TRAVAIL DEMANDÉ —
[1] Recopiez mot pour mot le passage de l'extrait du document qui commence par les mots « Sur l’admission du » et se termine par « donc le pourvoi. ».
[2] D'après l'extrait du document, quelle juridiction a rendu l'ordonnance du 24 février 2017 ?
**** EXTRAIT DU DOCUMENT
Par une décision du 23 novembre 2016, le directeur général d’une agence régionale de santé a mis en demeure un laboratoire de biologie médicale, dirigé par M. X., de cesser immédiatement de fonctionner, au motif que le dossier de demande d'accréditation initiale n'avait pas été déposé dans le délai règlementaire. Ce courrier a été adressé aux organismes d'assurance maladie pour qu'ils ne remboursent pas les actes réalisés après le 31 octobre 2016.
Par une ordonnance du 24 février 2017, le juge des référés du tribunal administratif de Marseille a fait droit à la demande présentée par M. X. tendant à la suspension de l'exécution de la décision du 23 novembre 2016, en jugeant qu'il était fait état d'un moyen propre à créer, en l'état de l'instruction, un doute sérieux quant à sa légalité.
Le ministre des affaires sociales et de la santé se pourvoit en cassation contre cette ordonnance.
Sur l’admission du pourvoi : le Conseil d’Etat relève que pour faire droit à la demande de M. X., le juge des référés du tribunal administratif s'est borné à relever l'existence d'un moyen propre à créer un doute sérieux quant à sa légalité, en indiquant qu'il n'était pas « besoin de statuer sur l'urgence ». Il décide qu’en statuant ainsi, le juge des référés du tribunal administratif a commis une erreur de droit : il admet donc le pourvoi.
Sur la condition d’urgence : le Conseil d’Etat relève que « la décision litigieuse fait obstacle à la poursuite de l'activité du laboratoire de biologie médicale […] dont il n'est pas contesté qu'il emploie plusieurs salariés. Ni la circonstance que M. X. n'ait pas transmis de demande d'accréditation avant le 30 avril 2015, date qui n'était pas prescrite à peine de forclusion, ni celle qu'il a saisi le juge des référés deux mois après la notification de la décision litigieuse ne sont de nature […] à faire obstacle à ce que la condition d'urgence […] soit regardée comme remplie ».
********
**** EXTRAITS DES ENTRÉES
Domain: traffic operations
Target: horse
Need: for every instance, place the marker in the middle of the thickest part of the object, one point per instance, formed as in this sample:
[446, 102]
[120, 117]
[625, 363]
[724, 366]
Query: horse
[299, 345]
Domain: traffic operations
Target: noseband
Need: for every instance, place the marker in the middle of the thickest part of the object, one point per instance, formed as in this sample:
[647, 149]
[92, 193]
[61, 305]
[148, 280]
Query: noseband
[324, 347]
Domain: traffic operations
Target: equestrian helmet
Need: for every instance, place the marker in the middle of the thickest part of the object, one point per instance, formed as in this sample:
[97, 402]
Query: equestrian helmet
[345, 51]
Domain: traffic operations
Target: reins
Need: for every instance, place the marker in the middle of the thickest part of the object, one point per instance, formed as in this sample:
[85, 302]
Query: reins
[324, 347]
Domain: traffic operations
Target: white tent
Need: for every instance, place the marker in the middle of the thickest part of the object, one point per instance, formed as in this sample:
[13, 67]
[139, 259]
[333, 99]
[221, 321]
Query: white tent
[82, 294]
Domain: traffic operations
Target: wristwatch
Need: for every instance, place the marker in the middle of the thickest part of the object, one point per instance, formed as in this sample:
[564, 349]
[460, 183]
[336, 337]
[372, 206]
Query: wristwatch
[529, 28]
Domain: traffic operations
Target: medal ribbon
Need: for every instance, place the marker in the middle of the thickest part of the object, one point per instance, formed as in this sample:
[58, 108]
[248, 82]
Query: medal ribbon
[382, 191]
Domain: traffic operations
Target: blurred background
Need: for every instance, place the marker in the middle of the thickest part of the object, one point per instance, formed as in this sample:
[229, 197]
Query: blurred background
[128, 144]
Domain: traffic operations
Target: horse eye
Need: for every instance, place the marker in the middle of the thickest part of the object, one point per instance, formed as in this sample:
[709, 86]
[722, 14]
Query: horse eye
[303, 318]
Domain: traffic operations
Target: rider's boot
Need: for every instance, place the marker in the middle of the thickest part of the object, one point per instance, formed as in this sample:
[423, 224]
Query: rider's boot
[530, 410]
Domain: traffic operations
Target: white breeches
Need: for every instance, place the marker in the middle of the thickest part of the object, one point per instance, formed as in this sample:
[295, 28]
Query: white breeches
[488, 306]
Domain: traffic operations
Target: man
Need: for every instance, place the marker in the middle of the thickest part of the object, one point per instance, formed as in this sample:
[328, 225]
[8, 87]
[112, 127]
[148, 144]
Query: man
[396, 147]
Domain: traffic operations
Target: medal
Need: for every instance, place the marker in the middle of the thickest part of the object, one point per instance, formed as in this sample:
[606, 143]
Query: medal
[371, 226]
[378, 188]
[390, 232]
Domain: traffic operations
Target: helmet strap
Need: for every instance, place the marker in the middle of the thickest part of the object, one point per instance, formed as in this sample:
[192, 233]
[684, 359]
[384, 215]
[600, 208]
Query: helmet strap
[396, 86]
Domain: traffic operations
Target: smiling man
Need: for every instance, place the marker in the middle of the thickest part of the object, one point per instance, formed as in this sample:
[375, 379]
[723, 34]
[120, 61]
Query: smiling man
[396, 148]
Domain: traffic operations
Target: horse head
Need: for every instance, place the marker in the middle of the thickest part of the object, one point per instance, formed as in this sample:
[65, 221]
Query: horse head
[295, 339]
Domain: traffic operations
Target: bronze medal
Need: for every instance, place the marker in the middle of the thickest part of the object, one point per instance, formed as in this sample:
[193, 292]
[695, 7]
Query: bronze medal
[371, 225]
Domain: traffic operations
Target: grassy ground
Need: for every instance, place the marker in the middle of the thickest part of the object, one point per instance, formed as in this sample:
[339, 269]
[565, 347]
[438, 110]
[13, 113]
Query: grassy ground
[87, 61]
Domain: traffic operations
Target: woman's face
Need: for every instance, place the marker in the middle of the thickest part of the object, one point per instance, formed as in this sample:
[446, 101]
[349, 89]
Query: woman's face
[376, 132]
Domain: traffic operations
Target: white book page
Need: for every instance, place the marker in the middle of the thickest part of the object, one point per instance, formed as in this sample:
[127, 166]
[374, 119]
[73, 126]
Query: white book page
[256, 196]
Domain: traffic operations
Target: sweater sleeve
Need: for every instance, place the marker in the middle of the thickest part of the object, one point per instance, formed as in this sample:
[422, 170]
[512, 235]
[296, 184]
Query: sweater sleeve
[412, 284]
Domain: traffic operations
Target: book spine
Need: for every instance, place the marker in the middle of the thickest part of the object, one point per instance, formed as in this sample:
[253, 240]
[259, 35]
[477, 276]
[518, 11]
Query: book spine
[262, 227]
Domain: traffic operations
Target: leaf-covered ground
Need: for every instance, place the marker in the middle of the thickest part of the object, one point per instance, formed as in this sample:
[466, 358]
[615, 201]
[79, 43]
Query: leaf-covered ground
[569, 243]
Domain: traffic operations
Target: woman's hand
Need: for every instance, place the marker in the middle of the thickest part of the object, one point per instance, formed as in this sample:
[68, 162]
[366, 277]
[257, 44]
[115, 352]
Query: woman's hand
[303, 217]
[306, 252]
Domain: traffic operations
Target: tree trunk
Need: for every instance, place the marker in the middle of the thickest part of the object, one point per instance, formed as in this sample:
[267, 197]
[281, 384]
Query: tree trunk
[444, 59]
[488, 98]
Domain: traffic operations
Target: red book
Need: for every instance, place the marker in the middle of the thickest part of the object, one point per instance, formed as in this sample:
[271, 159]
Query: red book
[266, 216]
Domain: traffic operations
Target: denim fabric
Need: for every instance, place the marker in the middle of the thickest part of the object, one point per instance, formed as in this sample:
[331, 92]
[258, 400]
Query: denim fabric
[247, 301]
********
RÉPONSES NUMÉROTÉES —
[1]
Sur l’admission du pourvoi : le Conseil d’Etat relève que pour faire droit à la demande de M. X., le juge des référés du tribunal administratif s'est borné à relever l'existence d'un moyen propre à créer un doute sérieux quant à sa légalité, en indiquant qu'il n'était pas « besoin de statuer sur l'urgence ». Il décide qu’en statuant ainsi, le juge des référés du tribunal administratif a commis une erreur de droit : il admet donc le pourvoi.

[2] Le juge des référés du tribunal administratif de Marseille a rendu cette ordonnance.